→ Excerpt to read
....

Hi Roger,

On Dec 8, 2010, at 11:41 AM, Roger Martin wrote:

> Hi Quincey,       [got the 'e' this time]
> 
> The problem cannot be repeated in a c example program because the problem is 
> upstream use of vector's with a -= operation.  The failure in this area did 
> not show except in this mpi application even though the same library and code 
> is used in single process application.
> ...............
> scores[qbChemicalShiftTask->getNMRAtomIndices()[index]]-=qbChemicalShiftTask->getNMRTrace()[index];
> .............
> where scores etc. are std:: vector<double>, std:: vector<int> typedefs.  In 
> certain runs the indices were incorrect so this was badly constructed and 
> needed to be rewritten to have better alignment of indices to the previous 
> creation of the scores vector and better checking.

....

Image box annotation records
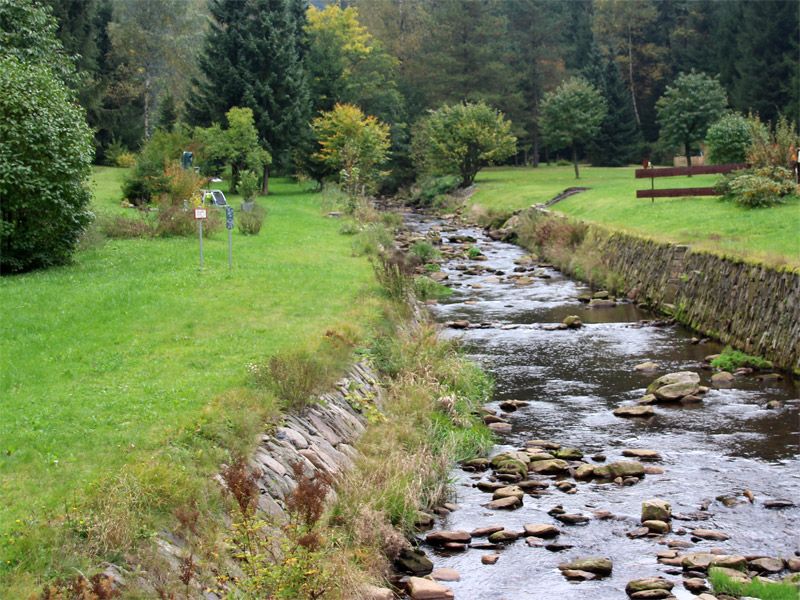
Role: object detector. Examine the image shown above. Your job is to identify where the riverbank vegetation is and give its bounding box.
[469,166,800,268]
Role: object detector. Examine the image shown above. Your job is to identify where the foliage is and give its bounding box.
[413,102,516,187]
[706,113,752,165]
[311,104,389,197]
[186,0,311,169]
[238,170,259,202]
[717,167,797,208]
[656,70,728,167]
[0,54,93,274]
[711,346,772,372]
[238,204,267,235]
[709,567,797,600]
[539,77,608,179]
[747,115,800,168]
[122,128,191,205]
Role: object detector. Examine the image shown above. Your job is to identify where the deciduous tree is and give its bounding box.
[540,77,607,179]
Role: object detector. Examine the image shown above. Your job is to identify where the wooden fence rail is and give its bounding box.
[636,163,747,200]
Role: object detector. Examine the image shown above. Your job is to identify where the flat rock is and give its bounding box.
[692,529,731,542]
[622,448,661,460]
[408,577,455,600]
[528,458,569,475]
[523,523,561,538]
[558,556,613,577]
[431,567,461,581]
[425,531,472,546]
[614,404,656,419]
[485,496,522,510]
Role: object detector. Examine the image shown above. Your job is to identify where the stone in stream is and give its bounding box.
[692,529,731,542]
[408,577,455,600]
[484,496,522,510]
[614,404,656,419]
[558,556,613,577]
[625,577,675,598]
[572,465,594,480]
[553,448,583,460]
[492,485,525,500]
[489,529,521,544]
[523,523,561,538]
[555,513,590,525]
[642,498,672,523]
[431,567,461,581]
[425,531,472,546]
[470,525,503,537]
[394,548,433,575]
[633,361,661,373]
[622,448,661,460]
[747,557,783,573]
[594,460,644,479]
[530,458,569,475]
[647,371,700,402]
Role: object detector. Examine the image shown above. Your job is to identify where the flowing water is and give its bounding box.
[408,215,800,600]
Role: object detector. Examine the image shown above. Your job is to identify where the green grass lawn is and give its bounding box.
[471,166,800,267]
[0,168,377,584]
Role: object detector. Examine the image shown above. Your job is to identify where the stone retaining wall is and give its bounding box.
[251,363,381,518]
[506,209,800,372]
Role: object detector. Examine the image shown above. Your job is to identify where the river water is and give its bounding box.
[408,215,800,600]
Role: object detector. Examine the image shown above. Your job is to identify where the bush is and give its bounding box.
[239,204,267,235]
[747,115,798,168]
[717,167,797,208]
[0,56,93,274]
[706,113,752,165]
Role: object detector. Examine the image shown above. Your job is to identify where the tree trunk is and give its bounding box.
[628,25,642,127]
[261,165,269,196]
[572,144,581,179]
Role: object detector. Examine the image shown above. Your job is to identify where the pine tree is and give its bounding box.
[187,0,310,178]
[584,54,641,167]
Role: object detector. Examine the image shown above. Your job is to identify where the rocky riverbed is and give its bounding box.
[396,215,800,600]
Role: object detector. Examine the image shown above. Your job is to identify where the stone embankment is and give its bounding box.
[499,207,800,372]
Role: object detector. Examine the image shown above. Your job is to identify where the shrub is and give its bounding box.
[239,171,260,202]
[239,204,267,235]
[717,167,797,208]
[0,56,93,273]
[747,115,798,168]
[409,240,441,262]
[706,113,752,165]
[711,346,772,371]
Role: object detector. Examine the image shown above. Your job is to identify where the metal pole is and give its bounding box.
[228,229,233,271]
[197,219,203,269]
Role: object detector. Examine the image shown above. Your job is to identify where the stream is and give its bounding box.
[407,214,800,600]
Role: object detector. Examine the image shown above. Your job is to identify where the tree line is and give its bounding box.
[43,0,800,170]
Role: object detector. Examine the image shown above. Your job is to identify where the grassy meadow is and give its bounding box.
[471,166,800,268]
[0,168,378,595]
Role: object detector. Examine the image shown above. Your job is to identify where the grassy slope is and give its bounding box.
[0,168,375,571]
[472,167,800,267]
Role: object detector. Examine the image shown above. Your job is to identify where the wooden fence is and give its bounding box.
[636,163,747,200]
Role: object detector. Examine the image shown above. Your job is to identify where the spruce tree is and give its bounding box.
[187,0,310,180]
[584,54,641,167]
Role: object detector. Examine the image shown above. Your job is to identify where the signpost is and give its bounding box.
[194,208,208,269]
[225,206,233,270]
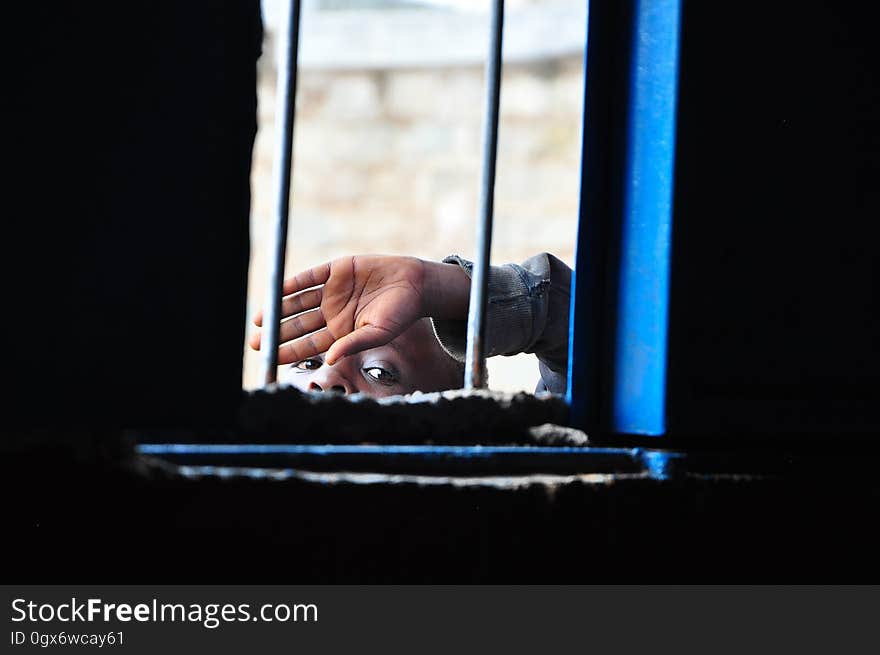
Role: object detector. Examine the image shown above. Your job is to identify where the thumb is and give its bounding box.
[325,325,397,366]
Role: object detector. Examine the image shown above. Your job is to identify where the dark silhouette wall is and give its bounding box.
[2,0,261,429]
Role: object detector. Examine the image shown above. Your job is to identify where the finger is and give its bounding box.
[278,328,333,365]
[324,325,397,365]
[249,309,326,350]
[278,308,327,343]
[254,289,324,327]
[281,264,330,296]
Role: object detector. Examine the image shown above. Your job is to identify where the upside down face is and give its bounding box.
[279,319,462,397]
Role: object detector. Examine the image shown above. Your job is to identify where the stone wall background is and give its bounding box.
[244,0,585,391]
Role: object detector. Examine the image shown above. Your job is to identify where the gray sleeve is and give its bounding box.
[432,253,571,393]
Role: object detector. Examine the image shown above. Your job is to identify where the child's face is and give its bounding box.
[279,320,456,397]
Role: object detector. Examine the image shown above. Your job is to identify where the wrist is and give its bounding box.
[422,260,471,320]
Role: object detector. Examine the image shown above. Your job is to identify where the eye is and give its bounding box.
[364,366,397,384]
[293,357,323,371]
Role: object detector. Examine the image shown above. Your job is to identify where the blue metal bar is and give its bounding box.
[260,0,300,384]
[464,0,504,389]
[610,0,681,435]
[136,444,624,457]
[568,0,681,436]
[137,444,684,479]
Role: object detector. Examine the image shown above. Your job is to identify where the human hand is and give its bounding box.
[250,255,469,365]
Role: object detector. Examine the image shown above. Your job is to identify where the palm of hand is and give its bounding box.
[321,256,423,341]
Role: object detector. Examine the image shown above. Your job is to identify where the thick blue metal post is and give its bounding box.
[568,0,681,435]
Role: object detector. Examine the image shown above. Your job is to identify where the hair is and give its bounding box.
[423,318,464,391]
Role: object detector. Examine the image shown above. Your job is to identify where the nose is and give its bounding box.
[309,364,356,396]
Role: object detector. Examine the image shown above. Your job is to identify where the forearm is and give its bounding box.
[423,261,471,320]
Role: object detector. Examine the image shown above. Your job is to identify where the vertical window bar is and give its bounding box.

....

→ Instructions
• a. Summarize the email excerpt in two sentences.
• b. According to the email excerpt, in which application did the failure show?

→ Results by task
• a. The problem cannot be repeated in a C example program because it came from upstream use of vectors with a -= operation, and the failure showed only in an MPI application, even though a single-process application uses the same library and code. In certain runs the indices were incorrect, so the code had to be rewritten to align the indices better with the earlier creation of the scores vector and to check them better.

• b. Only in the MPI application.